[Data shown]

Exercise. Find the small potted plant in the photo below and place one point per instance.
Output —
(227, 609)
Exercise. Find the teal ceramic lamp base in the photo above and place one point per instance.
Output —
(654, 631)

[/Data shown]

== Task requirements ==
Write each entry out again. Do not change a word.

== Response area ==
Exercise. Find the small potted plant in the photo below and place one point per instance.
Output —
(227, 609)
Exercise. Find the teal ceramic lamp base in the photo above and place one point per instance.
Output —
(654, 631)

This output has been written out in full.